### REQUIRED WORK
Extend the article on the WHO European health report 2012, picking up after its last sentence.

### TEXT
New WHO Report calls for measurement of Wellbeing
While the overall level of health across the WHO European Region has clearly improved, European health statistics show inequities within and between countries, according to the European health report 2012 (1). The report is the flagship publication of the WHO Regional Office for Europe, issued every three years.
The report, covering the Region's 53 countries and nearly 900 million people, reveals that people are living longer and healthier lives. Life expectancy is rising across the Region, increasing by 5 years since 1980 to reach 76 years in 2010. People over 65 years of age are projected to comprise more than 25% of the total population in the Region by 2050. Nevertheless, major inequities in life expectancy are found between men and women, between countries and between population groups.

### DATA FOR REVIEW

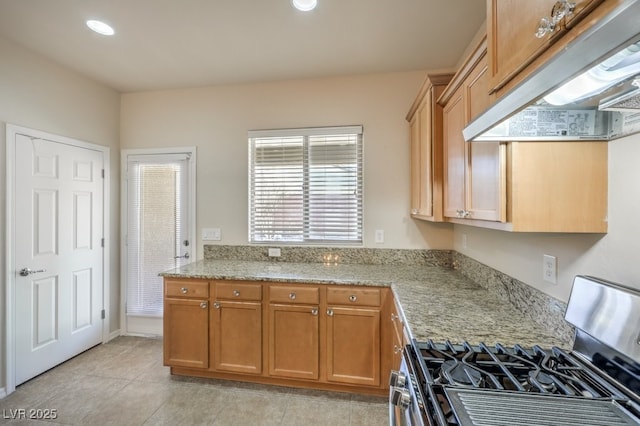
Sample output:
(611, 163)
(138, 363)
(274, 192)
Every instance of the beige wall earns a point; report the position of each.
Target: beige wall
(216, 121)
(613, 256)
(37, 94)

### OUTPUT BELOW
"The European Region is undergoing important changes that are shaping health priorities, and the needs for disease prevention and care in the future. The trends identified in this report help us to anticipate some of the challenges that Europe is facing and will face in the future," said Zsuzsanna Jakab, WHO Regional Director forEurope. "But there are persistent and widespread inequities in health across the Region, which in some cases are worsening. These are unnecessary and unjust and must be a priority for us to address collectively."
Focus on well-being
The European health report 2012 focuses particularly on well-being, which forms an integral part of the new European health strategy, Health 2020, adopted by the 53 European Member States in September 2012. The WHO Constitution defines health as "not merely the absence of disease or infirmity" but "a state of complete physical, mental and social well-being". For the first time in over 60 years, the WHO Regional Office for Europe aims to provide clarity in defining well-being, outline ways to measure it and develop a regional target and indicators on it by the end of 2013.
The report stresses that well-being and health are interactive and multidimensional concepts, with some common determinants, such as the health system. Ensuring a good life is not the domain of any one sector or service, but a multidimensional concept with multiple determinants. It requires an approach involving the whole of government and of society.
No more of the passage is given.